Task requirements — Continue the forum thread about finding the nth term of the sequence 1, –3, 5, –7, 9 from its final post onward.

How do u find the nth term of the formulaaa??? HELP!!

Find a formula, in terms of n, for the nth term of the sequence:

1, –3, 5, –7, 9,.....

Look up how to form quadratic sequences

Look up how to form quadratic sequences

Find a formula, in terms of n, for the nth term of the sequence:

1, –3, 5, –7, 9,.....

So basically use the formula: a+d(n-1)
A= the first term
D=the difference
N=the sequence number.
So for example: 2,5,8,11...(+3)
#to calculate the 11th term:
2+3(11-1)
=2+30
=32
#to calculate the nth term
2+3(n-1)
2+3n-3
=3n-1
BUT this formula is for the basic sepuences

Compare with the sequence 1, 3, 5, 7, 9
The nth term of this one is 2n-1. So this needs to be multiplied by (-1) every term.
So let's try (-1)^n * (2n-1)
When n=1, (-1)^1*(2(1)-1) = -1
So we got -1 when we want 1. So let's try (-1)^(n-1) * (2n-1). This seems to work since it's the odd numbers which switch between positive and negative

So the nth term is (-1)^(n-1) * (2n-1)

got it now thankss

Find a formula, in terms of n, for the nth term of the sequence:

1, –3, 5, –7, 9,.....

By inspection we have an alternating sign which is encoded via a factor $(-1)^n$, then the sequence is just increasing by 2 each time so: $(-1)^n \cdot (2n)$, but then the sequence beginning at n = 0 is 1 so:

$a_n = (-1)^n \cdot (2n + 1)[br]n = 0, 1, \dots$

Doesn't an nth term, by definition, start at n = 1?

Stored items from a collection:
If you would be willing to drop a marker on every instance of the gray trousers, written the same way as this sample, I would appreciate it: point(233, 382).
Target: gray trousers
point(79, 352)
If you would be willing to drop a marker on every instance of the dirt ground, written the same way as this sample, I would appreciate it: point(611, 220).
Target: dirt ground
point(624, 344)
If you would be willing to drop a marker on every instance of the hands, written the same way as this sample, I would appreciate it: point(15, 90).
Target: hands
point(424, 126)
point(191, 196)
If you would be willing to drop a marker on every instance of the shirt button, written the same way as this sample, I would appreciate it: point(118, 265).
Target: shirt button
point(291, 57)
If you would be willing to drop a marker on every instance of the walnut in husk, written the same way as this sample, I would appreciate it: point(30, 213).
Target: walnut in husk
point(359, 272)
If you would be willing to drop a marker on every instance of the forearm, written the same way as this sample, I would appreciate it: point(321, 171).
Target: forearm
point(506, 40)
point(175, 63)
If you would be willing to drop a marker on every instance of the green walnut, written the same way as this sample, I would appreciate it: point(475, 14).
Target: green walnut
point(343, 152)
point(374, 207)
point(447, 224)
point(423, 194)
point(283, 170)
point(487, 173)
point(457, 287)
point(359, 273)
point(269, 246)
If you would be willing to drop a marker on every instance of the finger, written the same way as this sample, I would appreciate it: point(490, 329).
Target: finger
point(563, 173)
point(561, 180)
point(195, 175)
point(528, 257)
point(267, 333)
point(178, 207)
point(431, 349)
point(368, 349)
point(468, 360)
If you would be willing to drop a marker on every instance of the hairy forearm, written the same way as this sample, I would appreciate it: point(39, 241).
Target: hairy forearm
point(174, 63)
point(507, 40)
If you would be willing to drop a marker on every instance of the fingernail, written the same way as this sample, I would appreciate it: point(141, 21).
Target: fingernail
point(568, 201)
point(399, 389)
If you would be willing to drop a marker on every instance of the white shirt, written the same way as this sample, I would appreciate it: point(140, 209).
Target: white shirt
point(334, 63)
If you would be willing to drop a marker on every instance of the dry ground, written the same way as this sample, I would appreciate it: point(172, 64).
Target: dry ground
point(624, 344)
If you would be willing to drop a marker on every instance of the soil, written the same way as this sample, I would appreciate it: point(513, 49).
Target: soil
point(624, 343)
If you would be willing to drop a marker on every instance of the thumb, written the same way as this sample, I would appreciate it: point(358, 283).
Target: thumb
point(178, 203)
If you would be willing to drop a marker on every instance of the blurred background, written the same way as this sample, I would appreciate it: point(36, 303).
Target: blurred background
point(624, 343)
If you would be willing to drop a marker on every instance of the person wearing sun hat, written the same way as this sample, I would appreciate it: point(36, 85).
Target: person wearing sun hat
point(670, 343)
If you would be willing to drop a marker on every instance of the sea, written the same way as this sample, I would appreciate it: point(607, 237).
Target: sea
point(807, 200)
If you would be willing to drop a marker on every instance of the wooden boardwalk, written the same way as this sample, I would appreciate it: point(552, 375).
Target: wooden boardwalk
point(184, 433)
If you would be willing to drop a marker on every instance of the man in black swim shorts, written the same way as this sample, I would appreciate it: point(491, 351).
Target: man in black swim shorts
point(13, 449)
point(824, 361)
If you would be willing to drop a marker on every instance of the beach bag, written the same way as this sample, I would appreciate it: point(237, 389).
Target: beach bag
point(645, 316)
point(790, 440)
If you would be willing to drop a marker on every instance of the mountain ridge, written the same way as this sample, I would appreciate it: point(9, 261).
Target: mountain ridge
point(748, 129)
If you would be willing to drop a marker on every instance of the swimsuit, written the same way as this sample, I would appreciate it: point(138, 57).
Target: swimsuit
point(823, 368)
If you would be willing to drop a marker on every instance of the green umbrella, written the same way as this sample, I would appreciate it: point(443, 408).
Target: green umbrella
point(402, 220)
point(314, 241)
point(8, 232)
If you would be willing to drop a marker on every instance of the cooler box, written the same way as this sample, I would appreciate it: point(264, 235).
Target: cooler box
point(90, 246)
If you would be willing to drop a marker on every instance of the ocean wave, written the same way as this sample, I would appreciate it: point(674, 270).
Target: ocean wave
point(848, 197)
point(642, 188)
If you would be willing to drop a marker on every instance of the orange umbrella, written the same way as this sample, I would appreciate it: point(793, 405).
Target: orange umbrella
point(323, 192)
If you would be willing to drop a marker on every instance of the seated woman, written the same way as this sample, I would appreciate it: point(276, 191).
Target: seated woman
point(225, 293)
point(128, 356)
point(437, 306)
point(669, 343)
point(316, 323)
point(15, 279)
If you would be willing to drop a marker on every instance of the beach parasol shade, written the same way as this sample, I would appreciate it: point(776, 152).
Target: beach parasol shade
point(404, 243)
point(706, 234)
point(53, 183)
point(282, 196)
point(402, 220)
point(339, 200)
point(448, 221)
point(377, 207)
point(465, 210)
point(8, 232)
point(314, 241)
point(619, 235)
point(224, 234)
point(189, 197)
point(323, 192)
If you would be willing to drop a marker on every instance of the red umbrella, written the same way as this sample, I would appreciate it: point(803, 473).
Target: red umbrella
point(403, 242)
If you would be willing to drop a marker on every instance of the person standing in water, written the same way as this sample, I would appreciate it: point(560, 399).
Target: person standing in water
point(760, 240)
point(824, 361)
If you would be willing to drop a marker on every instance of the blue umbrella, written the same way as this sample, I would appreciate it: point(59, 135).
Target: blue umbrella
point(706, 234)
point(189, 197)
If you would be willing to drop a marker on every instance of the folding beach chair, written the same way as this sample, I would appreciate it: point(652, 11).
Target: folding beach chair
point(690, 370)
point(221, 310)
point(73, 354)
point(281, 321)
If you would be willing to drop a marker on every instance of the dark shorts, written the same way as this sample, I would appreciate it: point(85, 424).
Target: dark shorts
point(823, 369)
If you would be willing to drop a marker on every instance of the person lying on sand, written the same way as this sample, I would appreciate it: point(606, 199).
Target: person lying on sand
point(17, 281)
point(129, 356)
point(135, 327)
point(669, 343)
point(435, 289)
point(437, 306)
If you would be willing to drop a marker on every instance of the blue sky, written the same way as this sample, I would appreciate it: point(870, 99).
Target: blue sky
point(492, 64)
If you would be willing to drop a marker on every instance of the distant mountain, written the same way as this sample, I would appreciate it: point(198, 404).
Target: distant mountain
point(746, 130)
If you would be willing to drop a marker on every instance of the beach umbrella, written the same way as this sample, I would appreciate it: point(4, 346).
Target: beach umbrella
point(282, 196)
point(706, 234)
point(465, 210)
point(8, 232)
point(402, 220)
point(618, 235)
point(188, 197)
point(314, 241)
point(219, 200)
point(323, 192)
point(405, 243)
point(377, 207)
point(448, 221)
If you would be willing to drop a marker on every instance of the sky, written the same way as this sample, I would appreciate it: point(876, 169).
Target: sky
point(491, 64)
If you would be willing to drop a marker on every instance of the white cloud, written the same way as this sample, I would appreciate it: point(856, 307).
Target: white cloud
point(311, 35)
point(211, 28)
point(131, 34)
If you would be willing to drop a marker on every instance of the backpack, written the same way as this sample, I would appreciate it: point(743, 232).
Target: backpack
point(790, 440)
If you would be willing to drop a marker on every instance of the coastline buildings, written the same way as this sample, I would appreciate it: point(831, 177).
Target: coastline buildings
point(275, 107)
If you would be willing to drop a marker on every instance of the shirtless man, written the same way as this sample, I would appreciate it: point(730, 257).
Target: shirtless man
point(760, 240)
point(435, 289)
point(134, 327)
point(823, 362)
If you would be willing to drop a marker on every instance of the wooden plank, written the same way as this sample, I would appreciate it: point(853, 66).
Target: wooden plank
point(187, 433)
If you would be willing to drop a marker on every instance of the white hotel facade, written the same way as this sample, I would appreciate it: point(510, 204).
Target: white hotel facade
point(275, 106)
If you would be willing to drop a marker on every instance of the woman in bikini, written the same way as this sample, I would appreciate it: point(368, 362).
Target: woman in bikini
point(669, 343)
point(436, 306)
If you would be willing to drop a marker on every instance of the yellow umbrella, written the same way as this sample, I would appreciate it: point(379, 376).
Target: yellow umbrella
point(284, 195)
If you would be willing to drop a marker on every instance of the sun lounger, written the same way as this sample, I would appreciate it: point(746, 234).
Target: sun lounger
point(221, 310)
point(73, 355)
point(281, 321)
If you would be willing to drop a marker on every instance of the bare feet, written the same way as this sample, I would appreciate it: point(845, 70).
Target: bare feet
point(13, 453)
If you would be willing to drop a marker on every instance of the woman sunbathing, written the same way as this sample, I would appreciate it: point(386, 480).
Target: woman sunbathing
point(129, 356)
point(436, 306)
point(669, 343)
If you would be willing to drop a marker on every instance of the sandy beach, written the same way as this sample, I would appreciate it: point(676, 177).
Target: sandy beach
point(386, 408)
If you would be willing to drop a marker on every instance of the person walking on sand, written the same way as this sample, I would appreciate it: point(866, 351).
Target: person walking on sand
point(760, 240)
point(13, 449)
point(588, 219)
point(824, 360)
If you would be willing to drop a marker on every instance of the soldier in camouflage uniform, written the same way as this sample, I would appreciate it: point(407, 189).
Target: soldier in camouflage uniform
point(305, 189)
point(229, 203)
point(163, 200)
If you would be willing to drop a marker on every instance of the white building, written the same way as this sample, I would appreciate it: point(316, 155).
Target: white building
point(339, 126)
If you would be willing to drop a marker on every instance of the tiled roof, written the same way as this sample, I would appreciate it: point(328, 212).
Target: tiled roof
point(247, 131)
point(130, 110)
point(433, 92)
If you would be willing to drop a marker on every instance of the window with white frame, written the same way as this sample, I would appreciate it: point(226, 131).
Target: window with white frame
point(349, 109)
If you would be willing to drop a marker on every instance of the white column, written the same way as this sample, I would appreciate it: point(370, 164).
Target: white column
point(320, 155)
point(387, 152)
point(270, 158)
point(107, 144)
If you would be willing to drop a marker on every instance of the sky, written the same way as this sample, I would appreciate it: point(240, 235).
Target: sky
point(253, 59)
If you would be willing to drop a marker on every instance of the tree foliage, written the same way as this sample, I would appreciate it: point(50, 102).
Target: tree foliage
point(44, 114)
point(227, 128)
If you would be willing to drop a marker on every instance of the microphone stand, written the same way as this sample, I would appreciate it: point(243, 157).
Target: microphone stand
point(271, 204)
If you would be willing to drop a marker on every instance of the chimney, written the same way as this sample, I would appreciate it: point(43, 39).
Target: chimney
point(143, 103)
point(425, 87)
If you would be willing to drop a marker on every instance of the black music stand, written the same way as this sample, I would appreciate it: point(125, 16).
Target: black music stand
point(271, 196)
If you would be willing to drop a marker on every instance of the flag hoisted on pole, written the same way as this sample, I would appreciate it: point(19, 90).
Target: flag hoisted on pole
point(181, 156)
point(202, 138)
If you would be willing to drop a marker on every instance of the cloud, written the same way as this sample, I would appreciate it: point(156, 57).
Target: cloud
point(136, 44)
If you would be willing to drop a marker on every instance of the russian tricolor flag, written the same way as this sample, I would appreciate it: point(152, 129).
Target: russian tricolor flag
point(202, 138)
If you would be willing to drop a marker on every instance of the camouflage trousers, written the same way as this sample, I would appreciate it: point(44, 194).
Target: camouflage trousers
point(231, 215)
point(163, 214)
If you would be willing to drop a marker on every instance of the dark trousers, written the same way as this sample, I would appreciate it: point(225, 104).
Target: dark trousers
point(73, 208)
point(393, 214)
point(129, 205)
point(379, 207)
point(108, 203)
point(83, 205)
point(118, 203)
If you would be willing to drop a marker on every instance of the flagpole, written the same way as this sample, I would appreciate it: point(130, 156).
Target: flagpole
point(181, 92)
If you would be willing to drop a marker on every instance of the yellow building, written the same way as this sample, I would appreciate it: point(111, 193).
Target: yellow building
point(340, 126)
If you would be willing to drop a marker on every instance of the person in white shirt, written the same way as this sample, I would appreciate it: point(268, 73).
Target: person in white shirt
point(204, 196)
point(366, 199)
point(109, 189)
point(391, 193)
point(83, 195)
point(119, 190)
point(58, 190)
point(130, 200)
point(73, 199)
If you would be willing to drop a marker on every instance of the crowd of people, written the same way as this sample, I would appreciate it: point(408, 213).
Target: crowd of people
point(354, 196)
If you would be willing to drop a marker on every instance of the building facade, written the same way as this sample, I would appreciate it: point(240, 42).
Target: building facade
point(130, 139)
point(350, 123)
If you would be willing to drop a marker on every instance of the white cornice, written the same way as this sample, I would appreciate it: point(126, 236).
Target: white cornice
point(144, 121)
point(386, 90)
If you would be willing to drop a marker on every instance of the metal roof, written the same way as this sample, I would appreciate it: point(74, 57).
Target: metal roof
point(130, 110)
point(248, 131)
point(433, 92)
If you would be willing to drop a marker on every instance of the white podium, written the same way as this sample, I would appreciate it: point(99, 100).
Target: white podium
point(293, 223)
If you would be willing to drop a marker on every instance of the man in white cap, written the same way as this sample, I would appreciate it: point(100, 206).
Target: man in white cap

Result of the exercise —
Not always, in fact in my experience series tend to begin at 0 more often than at 1. Though should you be required to begin at 1 then it's just a simple matter of rewriting (n-1) where the n's are.

I see. Can you give me examples from experience when series start at 0? I don't doubt you, I'm just genuinely interested to learn.

Aaah well just in my experience of analysis and in numerical analysis formulae we tend to begin sequences with n = 0. One especially good reason for getting into the habit of thinking like this is if you do any computer programming (which is bound to be a part of any maths/physics/engineering degree) you'll find that computers keep lists with indices beginning at 0. So working with the notion that sequences begin with n = 0 tends to make everything simpler in my opinion.

Oh wow! It makes sense since many programming languages use zero-based forms of counting. Thanks! Are you studying at
undergraduate level then?

I mean it really doesn't matter than much, it's like some people consider the natural numbers to include 0, others don't.

Yep message me if you want to ask anything about the material!

What degree are you studying for? And how big is the jump from A-level to uni in terms of content? Is there more emphasis on different stuff etc.

I'm studying for a Mmath (i.e. 4 year maths). A-level to first year isn't a huge jump provided you do further maths and remember the content. The only parts of first year that people struggle with is real analysis (which is not bad once you get used to doing pure maths) and even showing up to the lectures.

Anything you recommend for reading/learning? I'm in year 11 but ive self taught A-level maths and FM. Not sure where to go from there. Any advice on what to do to learn more maths?